> [Exercise details] Collect every line in the records below that contains the word "chair" and copy each one out.
# Start of Data
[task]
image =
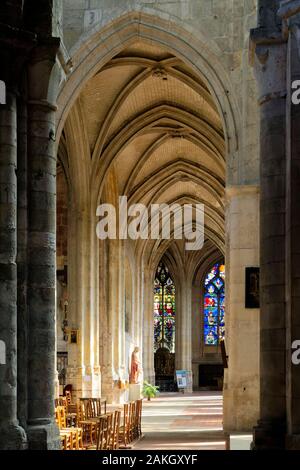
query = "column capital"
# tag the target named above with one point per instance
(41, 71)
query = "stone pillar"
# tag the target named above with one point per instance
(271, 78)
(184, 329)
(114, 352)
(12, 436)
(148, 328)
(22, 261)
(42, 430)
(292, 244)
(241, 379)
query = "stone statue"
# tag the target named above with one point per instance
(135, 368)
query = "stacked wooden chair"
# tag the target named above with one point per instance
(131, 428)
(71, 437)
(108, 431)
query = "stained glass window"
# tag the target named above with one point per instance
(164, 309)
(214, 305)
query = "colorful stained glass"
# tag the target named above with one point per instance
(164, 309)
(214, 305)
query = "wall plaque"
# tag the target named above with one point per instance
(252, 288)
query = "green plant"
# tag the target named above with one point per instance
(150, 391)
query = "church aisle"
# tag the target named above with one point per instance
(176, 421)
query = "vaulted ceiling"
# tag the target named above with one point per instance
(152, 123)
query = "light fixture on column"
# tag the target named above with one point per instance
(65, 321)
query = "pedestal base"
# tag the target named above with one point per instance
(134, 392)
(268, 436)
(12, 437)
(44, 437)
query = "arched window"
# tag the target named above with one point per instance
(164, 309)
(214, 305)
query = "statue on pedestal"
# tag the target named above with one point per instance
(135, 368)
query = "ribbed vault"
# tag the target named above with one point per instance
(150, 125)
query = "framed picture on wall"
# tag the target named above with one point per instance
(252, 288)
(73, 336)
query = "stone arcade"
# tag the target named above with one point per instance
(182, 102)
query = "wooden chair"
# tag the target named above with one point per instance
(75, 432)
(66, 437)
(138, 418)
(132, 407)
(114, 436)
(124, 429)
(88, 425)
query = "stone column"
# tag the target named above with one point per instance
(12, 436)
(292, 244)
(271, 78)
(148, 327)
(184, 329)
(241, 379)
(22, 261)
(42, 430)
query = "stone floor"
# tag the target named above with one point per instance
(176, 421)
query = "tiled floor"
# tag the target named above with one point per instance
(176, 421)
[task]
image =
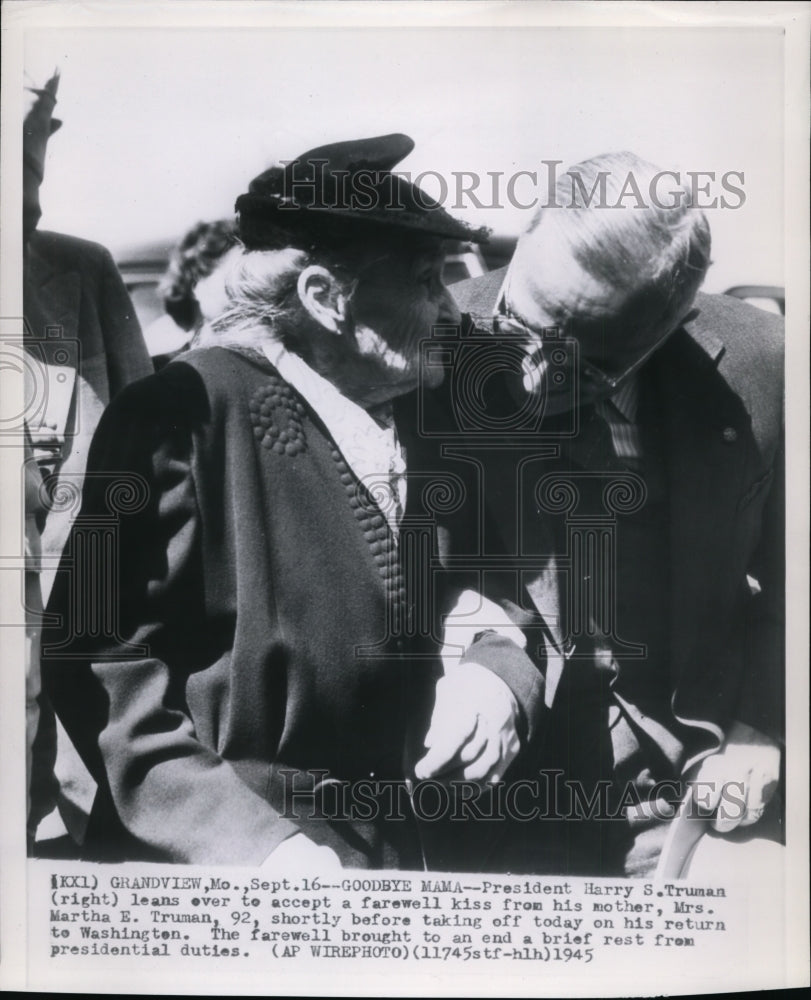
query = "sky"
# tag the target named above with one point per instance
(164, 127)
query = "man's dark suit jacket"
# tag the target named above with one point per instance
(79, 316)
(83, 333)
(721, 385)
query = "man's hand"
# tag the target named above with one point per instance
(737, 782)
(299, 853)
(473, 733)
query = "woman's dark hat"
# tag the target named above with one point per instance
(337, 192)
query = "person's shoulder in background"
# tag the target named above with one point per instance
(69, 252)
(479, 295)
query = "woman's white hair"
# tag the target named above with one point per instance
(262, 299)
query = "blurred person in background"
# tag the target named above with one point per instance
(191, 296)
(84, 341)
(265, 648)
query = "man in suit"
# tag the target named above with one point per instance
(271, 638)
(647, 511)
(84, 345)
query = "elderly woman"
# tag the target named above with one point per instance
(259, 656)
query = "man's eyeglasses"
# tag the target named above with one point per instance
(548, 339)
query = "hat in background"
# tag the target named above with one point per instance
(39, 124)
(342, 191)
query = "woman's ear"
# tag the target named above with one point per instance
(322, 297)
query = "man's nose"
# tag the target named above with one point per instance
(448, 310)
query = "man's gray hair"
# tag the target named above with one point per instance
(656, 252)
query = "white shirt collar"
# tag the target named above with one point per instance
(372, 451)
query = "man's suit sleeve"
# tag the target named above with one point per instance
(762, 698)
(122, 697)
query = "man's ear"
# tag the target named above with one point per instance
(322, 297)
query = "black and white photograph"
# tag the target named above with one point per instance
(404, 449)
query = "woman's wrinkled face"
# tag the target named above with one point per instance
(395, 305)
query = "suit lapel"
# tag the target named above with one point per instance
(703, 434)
# End of Data
# Start of Data
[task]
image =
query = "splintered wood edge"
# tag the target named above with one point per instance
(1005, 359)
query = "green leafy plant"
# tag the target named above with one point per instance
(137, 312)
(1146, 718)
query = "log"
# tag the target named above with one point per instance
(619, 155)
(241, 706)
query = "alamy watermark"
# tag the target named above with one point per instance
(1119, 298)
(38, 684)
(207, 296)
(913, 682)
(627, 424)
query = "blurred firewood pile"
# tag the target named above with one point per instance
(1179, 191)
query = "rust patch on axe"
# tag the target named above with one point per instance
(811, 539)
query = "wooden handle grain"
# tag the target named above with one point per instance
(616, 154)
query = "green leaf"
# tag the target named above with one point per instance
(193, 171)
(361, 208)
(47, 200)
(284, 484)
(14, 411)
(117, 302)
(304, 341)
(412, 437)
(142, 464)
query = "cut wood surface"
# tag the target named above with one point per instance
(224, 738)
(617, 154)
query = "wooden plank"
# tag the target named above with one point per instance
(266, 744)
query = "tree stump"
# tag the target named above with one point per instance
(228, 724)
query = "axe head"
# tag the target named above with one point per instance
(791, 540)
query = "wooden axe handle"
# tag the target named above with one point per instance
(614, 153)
# End of Data
# Start of Data
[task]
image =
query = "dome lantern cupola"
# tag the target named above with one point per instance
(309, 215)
# End of Data
> [Response to the task]
query = "stacked wooden chair"
query = "wooden chair"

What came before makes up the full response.